SOURCE TEXT ::
————
According to the news site Salmon Business: “In Scotland, the North and South regions reported harvests of 2,900 and 1,200 tons respectively. The trading update for the same period last year saw harvests of 3,000 tons and 5,100 tons for the same regions, meaning volumes have decreased by almost 50 percent.”

However, Salmon Scotland, issued a press release which stated that salmon survival was improving despite rising sea temperatures. “New figures,” it said, “on Scottish salmon survival rates show that the sector continues to make progress in managing environmental challenges in the sea.”

Dr Iain Berrill, head of technical at Salmon Scotland, said: “September is usually one of the most challenging months for survival, but interim figures suggest that monthly survival in September is expected to be above 96.5 per cent, compared to 95.3 per cent in the same month last year.

“There is no question that 2023 has been a challenging year, but the ongoing hard work by our farmers has provided good conditions for their salmon, despite record-breaking seawater temperatures here in the UK and globally.
————
Referring expression pointing records ::
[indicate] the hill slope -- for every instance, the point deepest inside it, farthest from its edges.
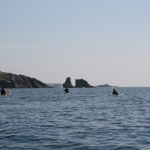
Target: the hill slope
(9, 80)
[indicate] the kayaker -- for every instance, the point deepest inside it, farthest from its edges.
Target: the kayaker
(66, 90)
(115, 92)
(3, 91)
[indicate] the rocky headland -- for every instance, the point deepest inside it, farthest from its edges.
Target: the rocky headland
(9, 80)
(68, 83)
(79, 83)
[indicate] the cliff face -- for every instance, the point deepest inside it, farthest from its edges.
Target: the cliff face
(68, 83)
(80, 83)
(9, 80)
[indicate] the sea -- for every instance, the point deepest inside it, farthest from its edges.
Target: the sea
(85, 119)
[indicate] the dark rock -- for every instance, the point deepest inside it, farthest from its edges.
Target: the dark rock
(104, 85)
(80, 83)
(9, 80)
(68, 83)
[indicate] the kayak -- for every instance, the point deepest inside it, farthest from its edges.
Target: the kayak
(120, 94)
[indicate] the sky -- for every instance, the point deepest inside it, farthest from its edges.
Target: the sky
(101, 41)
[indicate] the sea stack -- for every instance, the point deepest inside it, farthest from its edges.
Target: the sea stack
(80, 83)
(68, 83)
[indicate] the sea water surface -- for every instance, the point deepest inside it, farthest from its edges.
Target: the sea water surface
(87, 119)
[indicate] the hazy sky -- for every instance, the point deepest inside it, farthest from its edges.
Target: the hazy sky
(101, 41)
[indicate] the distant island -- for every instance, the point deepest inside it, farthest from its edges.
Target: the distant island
(9, 80)
(104, 85)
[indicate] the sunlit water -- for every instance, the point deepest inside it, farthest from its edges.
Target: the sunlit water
(87, 119)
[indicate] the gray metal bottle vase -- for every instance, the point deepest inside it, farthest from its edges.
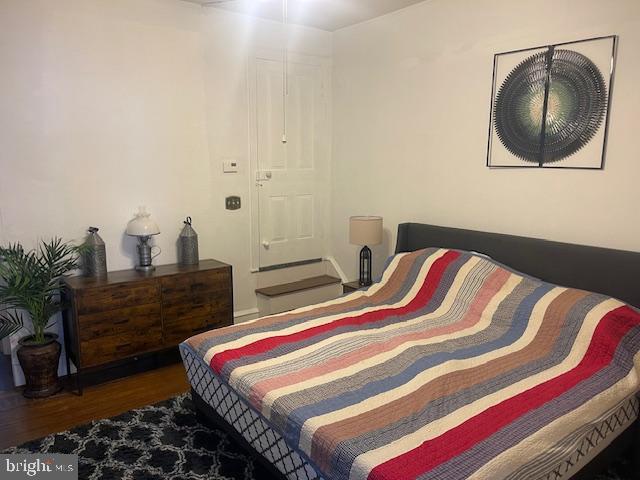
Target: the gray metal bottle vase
(94, 261)
(188, 245)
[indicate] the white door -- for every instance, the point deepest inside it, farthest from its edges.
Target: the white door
(291, 178)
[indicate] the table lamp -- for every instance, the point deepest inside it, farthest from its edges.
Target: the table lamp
(365, 231)
(143, 227)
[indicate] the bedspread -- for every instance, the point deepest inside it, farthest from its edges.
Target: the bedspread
(451, 366)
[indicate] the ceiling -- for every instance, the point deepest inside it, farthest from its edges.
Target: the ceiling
(325, 14)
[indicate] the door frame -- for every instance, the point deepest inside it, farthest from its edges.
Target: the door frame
(276, 55)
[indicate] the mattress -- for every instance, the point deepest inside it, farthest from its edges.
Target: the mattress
(452, 366)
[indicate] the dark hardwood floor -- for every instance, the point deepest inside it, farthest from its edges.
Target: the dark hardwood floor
(22, 419)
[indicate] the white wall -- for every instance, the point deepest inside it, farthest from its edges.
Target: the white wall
(410, 119)
(110, 104)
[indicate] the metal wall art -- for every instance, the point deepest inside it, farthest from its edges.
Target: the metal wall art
(549, 105)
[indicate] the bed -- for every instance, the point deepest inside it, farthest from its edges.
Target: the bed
(458, 363)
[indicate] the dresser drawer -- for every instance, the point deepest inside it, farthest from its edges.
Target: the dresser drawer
(103, 299)
(195, 285)
(122, 320)
(99, 351)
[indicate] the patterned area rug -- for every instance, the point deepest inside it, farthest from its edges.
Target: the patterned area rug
(166, 442)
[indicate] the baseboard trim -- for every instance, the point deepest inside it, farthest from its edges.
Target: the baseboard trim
(245, 313)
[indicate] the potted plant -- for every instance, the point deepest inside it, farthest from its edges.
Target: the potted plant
(30, 283)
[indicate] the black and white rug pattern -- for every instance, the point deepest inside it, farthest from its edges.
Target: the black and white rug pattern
(159, 442)
(167, 442)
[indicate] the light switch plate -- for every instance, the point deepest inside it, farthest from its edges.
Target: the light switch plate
(232, 202)
(230, 166)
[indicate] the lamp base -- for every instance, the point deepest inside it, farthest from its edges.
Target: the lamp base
(365, 267)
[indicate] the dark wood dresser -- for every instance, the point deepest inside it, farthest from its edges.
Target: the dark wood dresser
(128, 313)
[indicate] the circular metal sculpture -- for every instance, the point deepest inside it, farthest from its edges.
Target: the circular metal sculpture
(575, 106)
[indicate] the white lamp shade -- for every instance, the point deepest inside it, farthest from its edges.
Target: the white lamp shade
(365, 230)
(142, 225)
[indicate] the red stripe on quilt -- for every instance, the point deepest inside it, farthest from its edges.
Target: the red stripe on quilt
(606, 338)
(427, 290)
(492, 285)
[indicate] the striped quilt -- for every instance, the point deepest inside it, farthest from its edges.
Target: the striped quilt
(451, 366)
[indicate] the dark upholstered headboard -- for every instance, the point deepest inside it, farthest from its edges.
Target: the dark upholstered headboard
(613, 272)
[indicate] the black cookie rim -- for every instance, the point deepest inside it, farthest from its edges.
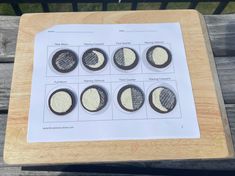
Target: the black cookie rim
(98, 68)
(132, 66)
(72, 98)
(154, 107)
(163, 65)
(99, 89)
(61, 51)
(120, 93)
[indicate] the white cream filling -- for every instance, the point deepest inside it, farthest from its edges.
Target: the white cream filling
(100, 59)
(91, 99)
(61, 102)
(156, 99)
(160, 56)
(126, 99)
(129, 56)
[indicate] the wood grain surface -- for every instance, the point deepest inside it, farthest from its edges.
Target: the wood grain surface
(212, 143)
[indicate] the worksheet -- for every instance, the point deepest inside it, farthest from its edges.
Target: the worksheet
(96, 82)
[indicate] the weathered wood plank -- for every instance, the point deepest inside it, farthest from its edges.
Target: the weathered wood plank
(226, 72)
(5, 83)
(220, 27)
(8, 34)
(222, 34)
(3, 118)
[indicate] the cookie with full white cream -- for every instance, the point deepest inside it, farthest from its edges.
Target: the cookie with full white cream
(94, 98)
(162, 99)
(130, 98)
(64, 61)
(158, 56)
(125, 58)
(94, 59)
(61, 101)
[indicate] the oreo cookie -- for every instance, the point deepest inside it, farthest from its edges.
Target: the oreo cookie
(64, 61)
(125, 58)
(94, 98)
(162, 99)
(130, 98)
(61, 101)
(158, 56)
(94, 59)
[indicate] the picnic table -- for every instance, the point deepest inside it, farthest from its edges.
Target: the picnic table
(222, 36)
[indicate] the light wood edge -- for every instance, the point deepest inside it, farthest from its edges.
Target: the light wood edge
(217, 86)
(218, 93)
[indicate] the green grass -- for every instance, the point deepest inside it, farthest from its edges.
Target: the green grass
(203, 7)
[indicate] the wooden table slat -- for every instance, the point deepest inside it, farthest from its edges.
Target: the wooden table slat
(222, 34)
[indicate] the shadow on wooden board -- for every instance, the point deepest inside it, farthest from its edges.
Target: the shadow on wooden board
(127, 169)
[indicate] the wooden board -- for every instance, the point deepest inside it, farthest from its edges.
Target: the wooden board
(215, 140)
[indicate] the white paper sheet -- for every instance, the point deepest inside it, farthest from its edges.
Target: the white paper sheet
(112, 123)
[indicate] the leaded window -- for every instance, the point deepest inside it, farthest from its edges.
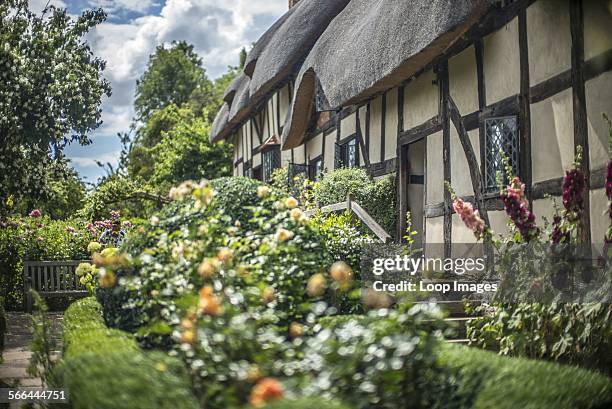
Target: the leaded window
(315, 168)
(501, 138)
(271, 161)
(347, 154)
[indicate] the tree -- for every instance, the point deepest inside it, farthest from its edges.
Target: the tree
(64, 196)
(51, 87)
(174, 75)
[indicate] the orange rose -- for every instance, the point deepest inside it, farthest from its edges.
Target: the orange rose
(266, 390)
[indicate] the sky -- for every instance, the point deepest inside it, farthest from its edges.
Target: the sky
(217, 28)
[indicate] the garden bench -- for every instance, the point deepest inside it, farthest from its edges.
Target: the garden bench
(51, 279)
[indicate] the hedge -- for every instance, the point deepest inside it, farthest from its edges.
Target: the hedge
(478, 379)
(483, 379)
(104, 368)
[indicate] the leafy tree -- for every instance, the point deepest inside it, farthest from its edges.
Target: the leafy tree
(173, 76)
(64, 196)
(185, 152)
(51, 87)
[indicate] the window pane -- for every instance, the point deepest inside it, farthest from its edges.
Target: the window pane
(501, 135)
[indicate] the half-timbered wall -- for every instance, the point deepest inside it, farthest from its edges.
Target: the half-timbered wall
(548, 64)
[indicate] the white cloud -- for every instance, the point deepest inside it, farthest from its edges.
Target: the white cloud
(218, 29)
(37, 6)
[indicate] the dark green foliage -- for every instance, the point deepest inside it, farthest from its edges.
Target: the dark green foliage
(482, 379)
(20, 239)
(234, 196)
(307, 403)
(579, 334)
(43, 344)
(104, 368)
(378, 198)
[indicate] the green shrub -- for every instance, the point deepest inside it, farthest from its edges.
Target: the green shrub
(39, 238)
(378, 198)
(306, 403)
(104, 368)
(483, 379)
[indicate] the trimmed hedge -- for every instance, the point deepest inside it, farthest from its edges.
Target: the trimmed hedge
(378, 198)
(478, 379)
(306, 403)
(483, 379)
(104, 368)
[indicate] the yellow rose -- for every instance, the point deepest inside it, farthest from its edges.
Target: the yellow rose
(291, 202)
(296, 214)
(316, 285)
(263, 191)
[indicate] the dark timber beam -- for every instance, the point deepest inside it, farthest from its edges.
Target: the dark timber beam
(444, 119)
(579, 105)
(472, 161)
(362, 145)
(524, 107)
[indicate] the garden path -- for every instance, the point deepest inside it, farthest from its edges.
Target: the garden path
(16, 355)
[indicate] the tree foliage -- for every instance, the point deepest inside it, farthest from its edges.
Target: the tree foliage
(174, 75)
(51, 87)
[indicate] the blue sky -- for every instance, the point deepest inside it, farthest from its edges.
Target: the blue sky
(217, 28)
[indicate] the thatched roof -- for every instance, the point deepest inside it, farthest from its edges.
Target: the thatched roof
(374, 45)
(276, 56)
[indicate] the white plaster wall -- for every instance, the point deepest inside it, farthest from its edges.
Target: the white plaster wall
(256, 160)
(463, 81)
(434, 174)
(434, 230)
(284, 103)
(347, 128)
(391, 124)
(460, 233)
(499, 222)
(501, 63)
(598, 100)
(420, 100)
(549, 39)
(599, 219)
(299, 154)
(552, 136)
(375, 126)
(314, 146)
(597, 27)
(285, 157)
(543, 209)
(460, 170)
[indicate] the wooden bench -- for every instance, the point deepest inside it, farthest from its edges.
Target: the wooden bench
(51, 279)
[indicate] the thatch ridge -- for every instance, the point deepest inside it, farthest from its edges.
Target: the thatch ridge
(374, 45)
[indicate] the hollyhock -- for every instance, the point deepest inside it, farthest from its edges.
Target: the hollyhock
(574, 185)
(517, 208)
(470, 217)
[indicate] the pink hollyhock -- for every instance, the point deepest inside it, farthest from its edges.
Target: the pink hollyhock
(517, 208)
(470, 217)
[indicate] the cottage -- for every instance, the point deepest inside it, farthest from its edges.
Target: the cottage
(431, 91)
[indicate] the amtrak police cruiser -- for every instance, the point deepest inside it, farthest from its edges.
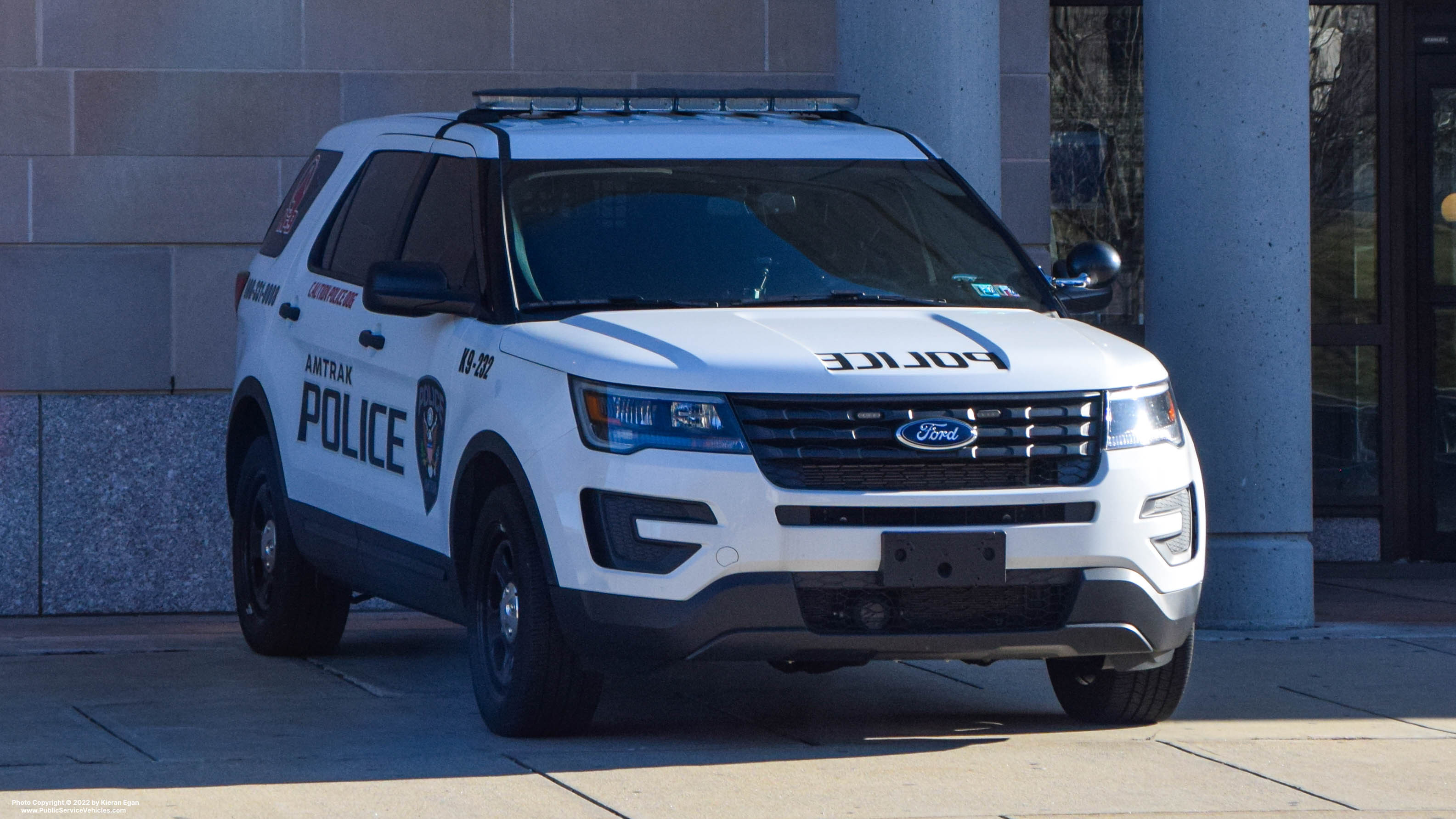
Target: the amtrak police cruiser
(625, 378)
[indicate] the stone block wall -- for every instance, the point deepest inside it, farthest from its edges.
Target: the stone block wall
(145, 145)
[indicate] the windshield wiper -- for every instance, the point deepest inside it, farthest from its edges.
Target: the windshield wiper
(614, 304)
(845, 298)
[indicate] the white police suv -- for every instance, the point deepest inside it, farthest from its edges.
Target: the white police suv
(624, 378)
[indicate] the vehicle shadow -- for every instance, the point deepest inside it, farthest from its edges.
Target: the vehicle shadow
(395, 703)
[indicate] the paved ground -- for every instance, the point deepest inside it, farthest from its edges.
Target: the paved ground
(177, 716)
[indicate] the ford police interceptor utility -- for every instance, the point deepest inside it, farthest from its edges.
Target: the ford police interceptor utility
(624, 378)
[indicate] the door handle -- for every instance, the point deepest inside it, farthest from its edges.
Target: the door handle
(372, 340)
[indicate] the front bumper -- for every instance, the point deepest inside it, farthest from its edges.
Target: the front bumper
(756, 617)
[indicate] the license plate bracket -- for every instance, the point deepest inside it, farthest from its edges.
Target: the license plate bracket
(912, 560)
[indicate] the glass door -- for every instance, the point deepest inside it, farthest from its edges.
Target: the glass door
(1435, 226)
————
PROBLEMS TO WORK ON ::
1. In the Scottish salmon text, what September survival rate do Salmon Scotland's interim figures suggest?
2. Continue the Scottish salmon text from the end of its last paragraph.

ANSWERS TO THE TASKS ::
1. Above 96.5 percent, compared with 95.3 percent in the same month last year.

2.
“However, while there is always a level of fallen stock in any farming operation, the numbers this year are not where any farmer would want them to be. It is utterly devastating to the farmers caring for those animals when any fish are lost.

“Our ability to address the environmental challenges facing our fish while they spend up to two years in the sea has improved, but there is always more we can do to further improve survival.

“But the sector is resilient in the face of climate change and we have a track record of being pro-active and constantly adapting to environmental challenges.

“Like all food-producing sectors, we must adapt to climate change and the aquaculture sector will continue to lead the world in healthy, sustainable salmon for decades to come.”

Following publication of the Scottish Fish Farm Production Survey 2022 the Cabinet Secretary for Rural Affairs, Land Reform and Islands Mairi Gougeon said: “I welcome the publication of these statistics. Scotland’s aquaculture sector is a significant contributor to our economy, generating approximately £885 million GVA and an estimated 11,700 jobs while producing healthy and nutritious products.

"It is good to see a small uplift in direct employment in the sector, and to see innovations and new strategies being deployed by the sector having a positive impact.

“For example, we’ve seen a reduction on the reliance of imported salmon ova (eggs) and an increase in production and hatches in Scotland. This strengthens our domestic supply chain and improves resilience. We also know that some companies are working to change their production strategies, for example by increasing the average size of fish put to sea and reducing the marine phase of production.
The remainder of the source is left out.